▶ _To do_: Copy the lines below word for word, leaving the pictures out of your answer.
==== Data provided ====
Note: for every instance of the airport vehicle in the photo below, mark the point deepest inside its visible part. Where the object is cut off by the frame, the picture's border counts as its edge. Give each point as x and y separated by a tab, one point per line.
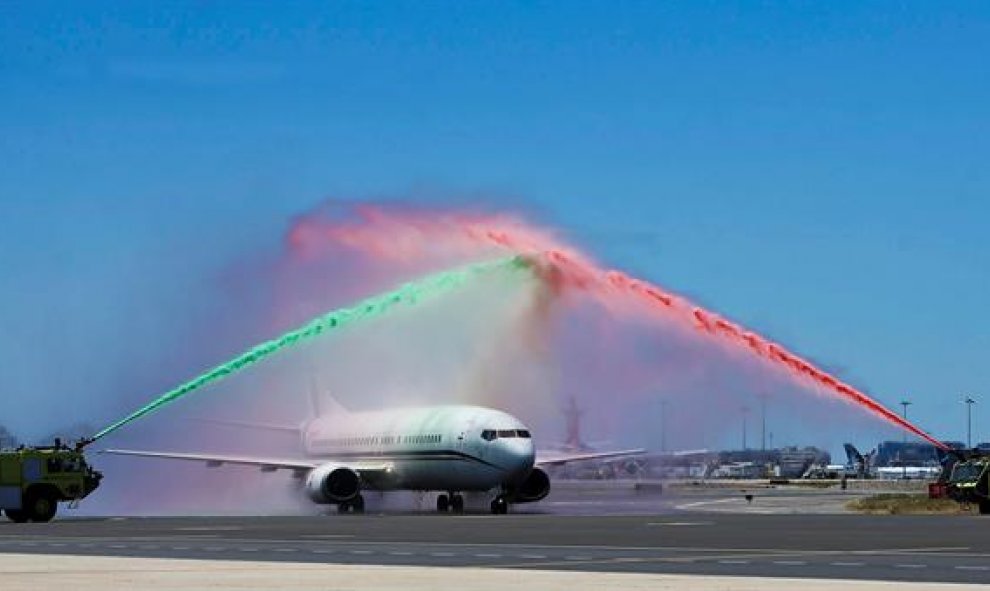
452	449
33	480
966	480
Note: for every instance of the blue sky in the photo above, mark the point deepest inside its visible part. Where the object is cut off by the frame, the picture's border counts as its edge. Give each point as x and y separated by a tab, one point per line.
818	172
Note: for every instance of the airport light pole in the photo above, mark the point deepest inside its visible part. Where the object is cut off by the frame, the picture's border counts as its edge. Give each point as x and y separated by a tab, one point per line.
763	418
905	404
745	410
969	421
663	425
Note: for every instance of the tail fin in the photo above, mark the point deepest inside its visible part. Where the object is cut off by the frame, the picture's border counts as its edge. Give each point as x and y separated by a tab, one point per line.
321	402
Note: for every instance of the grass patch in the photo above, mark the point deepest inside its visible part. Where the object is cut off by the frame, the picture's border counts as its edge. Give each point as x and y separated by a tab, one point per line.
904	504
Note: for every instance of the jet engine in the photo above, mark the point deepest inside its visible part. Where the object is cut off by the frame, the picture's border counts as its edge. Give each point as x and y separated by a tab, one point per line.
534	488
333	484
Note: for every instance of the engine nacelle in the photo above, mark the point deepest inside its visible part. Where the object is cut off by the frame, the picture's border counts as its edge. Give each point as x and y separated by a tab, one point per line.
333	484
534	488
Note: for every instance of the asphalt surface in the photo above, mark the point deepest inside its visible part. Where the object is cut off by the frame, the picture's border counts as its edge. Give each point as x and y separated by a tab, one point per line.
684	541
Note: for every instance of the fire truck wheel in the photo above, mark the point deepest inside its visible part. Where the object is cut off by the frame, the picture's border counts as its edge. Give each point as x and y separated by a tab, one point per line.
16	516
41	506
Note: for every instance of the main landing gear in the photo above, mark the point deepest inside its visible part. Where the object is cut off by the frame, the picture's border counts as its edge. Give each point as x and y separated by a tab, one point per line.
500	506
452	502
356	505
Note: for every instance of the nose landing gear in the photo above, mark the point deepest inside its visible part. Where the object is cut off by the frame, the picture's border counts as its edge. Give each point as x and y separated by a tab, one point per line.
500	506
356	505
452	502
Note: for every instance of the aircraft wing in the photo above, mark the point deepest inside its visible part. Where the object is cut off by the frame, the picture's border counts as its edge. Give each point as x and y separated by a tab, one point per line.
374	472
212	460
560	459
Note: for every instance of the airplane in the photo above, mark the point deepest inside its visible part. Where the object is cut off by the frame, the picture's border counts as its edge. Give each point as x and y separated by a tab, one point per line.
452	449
====
▶ _Solution to the exercise_:
Note: for every instance of the airport vehicle in the photo below, mark the point deepest inside its visible part. Where the object is cut off by the frame, the picture's border counts as its edge. Give each point as x and y separated by a tab, one point per line.
452	449
33	480
966	480
Note: for every instance of the blue sky in the photo above, mark the point deepest inside its visible part. Where the object is cut off by the frame, the picture's border counts as its edge. Give each point as x and y separated by a tab, one point per line.
818	172
Note: for every instance of the airport light pole in the photo above, mark the point deepest inside its visible part. Where the object is cut off by the frame, the picture's border counts as its edge. Give each point as x and y separated by a tab, one point per line.
763	418
905	404
745	410
969	421
663	425
Note: for every instance of the tail fin in the photo above, mark the point deepest inside its visible part. Where the object is cut off by the frame, the picture's border counts as its edge. Give each point as x and y separated by a tab, one point per line.
321	402
Note: for every instance of the grass patch in the photo above, mark the point deepest inside its visible part. Where the object is cut off by the frame, the picture's border counts as its edge. Give each point as x and y separated by a tab, one point per line.
904	504
Note: for every instance of the jet engine in the photo above, mark the point deepest inside its visible part. Where the object is cut off by the frame, the picture's border counts as its edge. Give each point as x and y separated by a tab, one point per line.
534	488
333	484
Note: for every instance of the engine nacelle in the photo above, mark the point deepest inside its visible part. Where the object is cut off by the frame, the picture's border counts as its edge. Give each point as x and y separated by a tab, one point per line.
333	484
534	488
Note: for every instance of the asphalt surface in the photo above, mark the point deepest inside its visible part. Where the object is cut off by the frame, the picture's border counts as its edge. Give each point as x and y separated by a tab, one point per line.
684	541
Note: for every instance of the fire truck wheel in the photo above, mark the point deepest inside its visible part. Where the object is cut off by the frame, the picture's border counts as its edge. Give each point as x and y separated by a tab, one point per line.
16	516
41	506
Note: for every instance of the main landing gear in the photo above, mark the point deepest inside its visible part. Where the object is cut off by the frame, the picture's border counts as its edge. Give each point as x and y separated by a tab, one point per line.
500	506
452	502
356	505
Note: for every instance of the nose landing gear in the photo above, mark the point deepest inside its visible part. Where the object is cut off by the frame, the picture's border counts as its edge. Give each point as x and y separated by a tab, one point per line.
500	506
356	505
452	502
Note: for every instance of the aircraft wing in the photo above, mark the point deepest inside its visible part. Where the object is cut off by the frame, the picture's border counts as its edge. Give each point as x and y separated by a tab, one point per line.
374	472
212	460
560	459
Note: for every instance of the airplane in the photo above, mark the point deepest inside its visible part. Where the object is cut off by the frame, the picture's border counts as its edge. Give each point as x and y separated by a tab, one point per line.
452	449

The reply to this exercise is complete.